** Recorded data follows **
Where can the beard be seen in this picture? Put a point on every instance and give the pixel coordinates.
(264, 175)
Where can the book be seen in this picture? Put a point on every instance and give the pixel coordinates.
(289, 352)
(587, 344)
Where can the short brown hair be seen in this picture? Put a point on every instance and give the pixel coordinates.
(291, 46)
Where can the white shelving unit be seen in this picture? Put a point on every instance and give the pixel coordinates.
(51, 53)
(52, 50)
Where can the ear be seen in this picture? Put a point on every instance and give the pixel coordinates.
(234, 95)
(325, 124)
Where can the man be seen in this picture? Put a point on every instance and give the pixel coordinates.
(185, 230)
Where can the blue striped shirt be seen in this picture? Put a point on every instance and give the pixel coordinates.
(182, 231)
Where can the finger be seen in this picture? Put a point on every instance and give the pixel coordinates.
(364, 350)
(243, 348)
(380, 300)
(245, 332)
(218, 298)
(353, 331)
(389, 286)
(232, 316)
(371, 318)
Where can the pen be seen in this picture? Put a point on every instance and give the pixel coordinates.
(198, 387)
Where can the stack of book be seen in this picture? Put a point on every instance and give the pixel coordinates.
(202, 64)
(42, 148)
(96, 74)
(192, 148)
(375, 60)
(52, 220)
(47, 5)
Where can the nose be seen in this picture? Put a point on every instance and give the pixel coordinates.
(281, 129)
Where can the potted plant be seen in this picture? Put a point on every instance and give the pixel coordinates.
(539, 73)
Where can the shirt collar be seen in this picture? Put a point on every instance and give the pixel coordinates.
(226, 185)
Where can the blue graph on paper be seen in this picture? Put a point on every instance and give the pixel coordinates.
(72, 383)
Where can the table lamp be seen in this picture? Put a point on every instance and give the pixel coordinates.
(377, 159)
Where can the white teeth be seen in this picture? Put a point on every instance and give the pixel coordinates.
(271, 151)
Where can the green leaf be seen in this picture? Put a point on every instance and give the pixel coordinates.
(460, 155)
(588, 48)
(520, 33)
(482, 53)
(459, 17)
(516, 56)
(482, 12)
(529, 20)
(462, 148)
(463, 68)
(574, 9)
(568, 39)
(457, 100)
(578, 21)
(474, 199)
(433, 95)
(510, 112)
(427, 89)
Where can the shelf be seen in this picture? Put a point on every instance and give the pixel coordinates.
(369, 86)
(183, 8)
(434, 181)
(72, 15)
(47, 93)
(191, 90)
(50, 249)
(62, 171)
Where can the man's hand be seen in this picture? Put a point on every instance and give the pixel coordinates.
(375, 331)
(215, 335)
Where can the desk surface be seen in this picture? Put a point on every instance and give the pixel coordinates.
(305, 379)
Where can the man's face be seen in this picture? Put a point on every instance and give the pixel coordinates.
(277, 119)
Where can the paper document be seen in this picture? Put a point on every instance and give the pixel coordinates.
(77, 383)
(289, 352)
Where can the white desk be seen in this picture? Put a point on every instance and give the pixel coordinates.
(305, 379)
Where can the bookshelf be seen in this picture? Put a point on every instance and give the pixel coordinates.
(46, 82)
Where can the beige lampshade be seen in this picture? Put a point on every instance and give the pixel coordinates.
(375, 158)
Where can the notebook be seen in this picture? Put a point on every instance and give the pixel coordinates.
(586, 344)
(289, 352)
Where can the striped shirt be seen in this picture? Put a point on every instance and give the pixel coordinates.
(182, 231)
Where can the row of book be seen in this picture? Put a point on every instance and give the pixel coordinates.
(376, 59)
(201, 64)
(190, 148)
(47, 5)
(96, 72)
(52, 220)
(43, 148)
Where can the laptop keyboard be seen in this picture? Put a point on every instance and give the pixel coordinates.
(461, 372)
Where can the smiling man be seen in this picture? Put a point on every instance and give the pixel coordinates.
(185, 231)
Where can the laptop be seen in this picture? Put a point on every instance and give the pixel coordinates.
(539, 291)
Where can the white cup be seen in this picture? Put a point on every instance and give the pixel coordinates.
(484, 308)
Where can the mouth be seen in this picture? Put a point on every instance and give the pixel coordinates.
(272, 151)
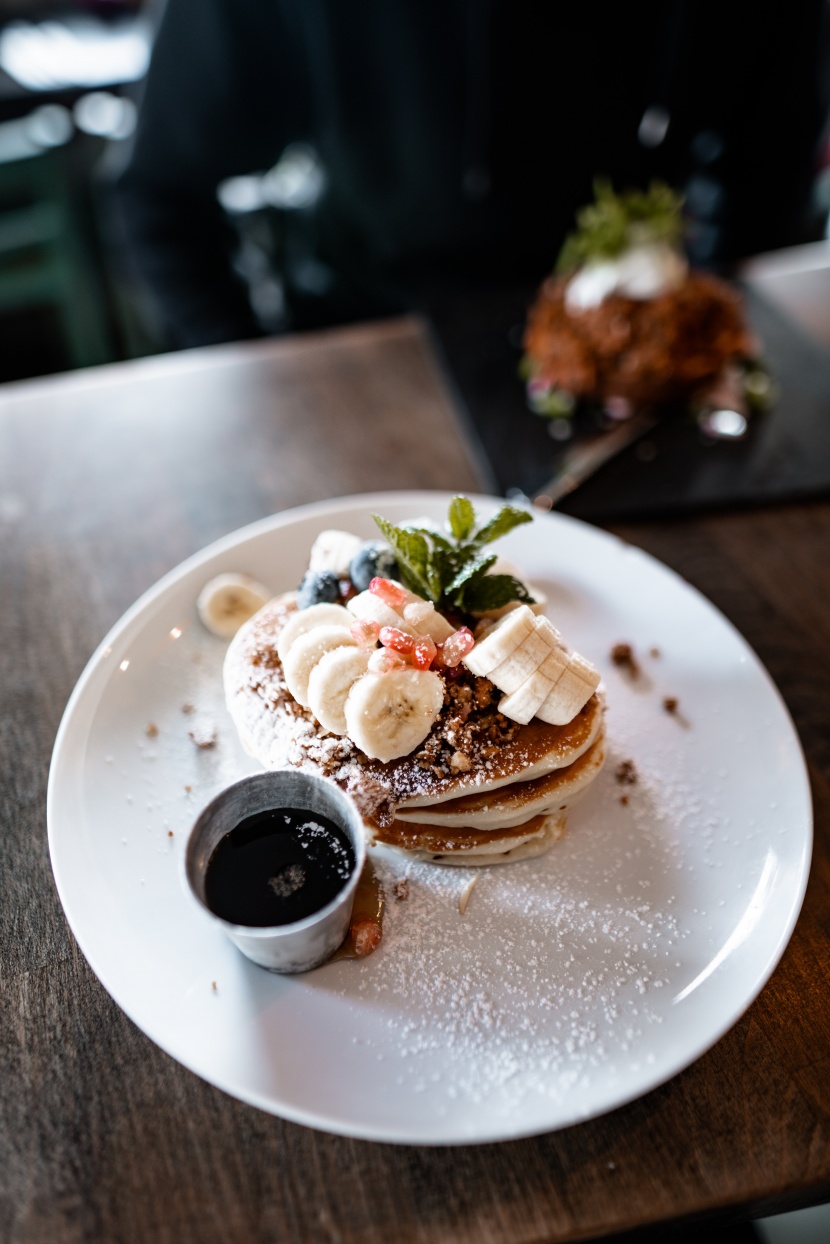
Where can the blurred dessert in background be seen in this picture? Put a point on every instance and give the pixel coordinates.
** End of Recorded data **
Your goal: Pictures aside, return all of the material exactly as written.

Result of the exercise:
Where can the beard be seen in this picture? Put a point on every instance and give the pixel coordinates.
(264, 175)
Where can the book be seen in this picture? Put a point on every instance and give the pixel coordinates.
(289, 352)
(587, 344)
Where can the short brown hair be seen in this picture? Put a point on every instance and give the pixel coordinates.
(291, 46)
Where can the white shelving unit be seen in this picture? Put a point on every instance and give the pixel coordinates.
(51, 53)
(52, 50)
Where can the ear be seen in this picture? Put a point on every instance and give the pixel coordinates.
(234, 95)
(325, 124)
Where can the man be seen in this picture? Put a point on every instance and give the pixel coordinates.
(185, 230)
Where can the blue striped shirt be seen in this picture? Put a point on every instance and give the pixel coordinates.
(182, 231)
Where can the finger be seen in this picture? Put a point on every instance and give the pixel coordinates.
(364, 350)
(243, 348)
(380, 300)
(245, 332)
(218, 298)
(353, 331)
(389, 286)
(232, 316)
(371, 318)
Where can the pen be seen in this picture? Put a point on every instance and give the pixel coordinates.
(198, 387)
Where can the stack of book be seen in this picture? Put a point on every instance and give the pixel coordinates.
(202, 64)
(42, 148)
(96, 74)
(192, 148)
(375, 60)
(52, 220)
(47, 5)
Where can the nose be seen in this picture? Put a point on every instance and give the pixel coordinates.
(281, 129)
Where can the potted plant be seen in this picture? Put a point on every instance and give the pixel coordinates.
(539, 73)
Where can the shirt collar be seen in this picture? Put a point on every instance and give the pixel coordinates.
(226, 185)
Where can the blue graph on paper be seen in this picture? Put a point on every instance and give the pixel coordinates.
(72, 383)
Where can the table lamp be seen in this picture? Put a point on every instance and give the pixel coordinates.
(377, 159)
Where can the white teeth be seen in this picture? Put a point on every instance and give the pixel coordinates.
(271, 151)
Where can the green leaf be seen in this picture? Put a point on every instance and give the pixel coordinates.
(460, 155)
(588, 48)
(520, 33)
(482, 53)
(459, 17)
(516, 56)
(482, 12)
(529, 20)
(462, 148)
(463, 68)
(574, 9)
(568, 39)
(457, 100)
(578, 21)
(474, 199)
(433, 95)
(510, 112)
(427, 89)
Where can the shelf be seen in this picture? Put a point on every instance and give the pixel coordinates.
(369, 86)
(183, 8)
(434, 181)
(72, 15)
(47, 93)
(191, 90)
(50, 249)
(62, 171)
Where can the man's hand be seen in this picture? Put a point on every instance and give the pixel coordinates.
(375, 331)
(215, 335)
Where can the desk surface be seen in this picture? Put a point on every instance and give the pixel coordinates.
(305, 379)
Where can the man's face be seen in this picture? Put a point on every instance and give the pixel coordinates.
(277, 119)
Where can the paper document be seen in this picture? Put a point on every instance and give the pixel coordinates.
(77, 383)
(289, 352)
Where can the white desk be seen in this picture? Put a point on every instance and give the pixel coordinates.
(305, 379)
Where can the bookshelf be seen in this picture? Put a point on every instance and give the pixel coordinates.
(46, 82)
Where can the beige lampshade be seen in this picture? Put a point on every instance and give the pixel coordinates.
(375, 158)
Where can the notebook be seen in this picture? Put a point on every instance and give the pixel coordinates.
(586, 344)
(289, 352)
Where can the striped shirt be seen in this picture? Put a point on every instance and give the pixel coordinates.
(182, 231)
Where can the row of book be seen in this picture? Put a point on every instance and give the pixel coordinates.
(376, 59)
(201, 64)
(190, 148)
(47, 5)
(96, 72)
(52, 220)
(43, 148)
Where can the laptop keyboard be seen in this picture? Put a point on every instance and give the pixel coordinates.
(461, 372)
Where can the smiling man be seen in this picture? Put a point on every instance and give the pixel coordinates.
(185, 231)
Where can the laptop be seen in this picture? Put a point on every instance and give the pixel coordinates.
(539, 291)
Where can the white cup be seen in this picture? Put a point on every instance and give the pixel coordinates.
(484, 308)
Where can the mouth be seen in this picture? Put a point on every instance and give the pixel coordinates.
(272, 151)
Where can the blurred dessert in background be seen in this picture? Put a point on every instance and give the pixel coordinates.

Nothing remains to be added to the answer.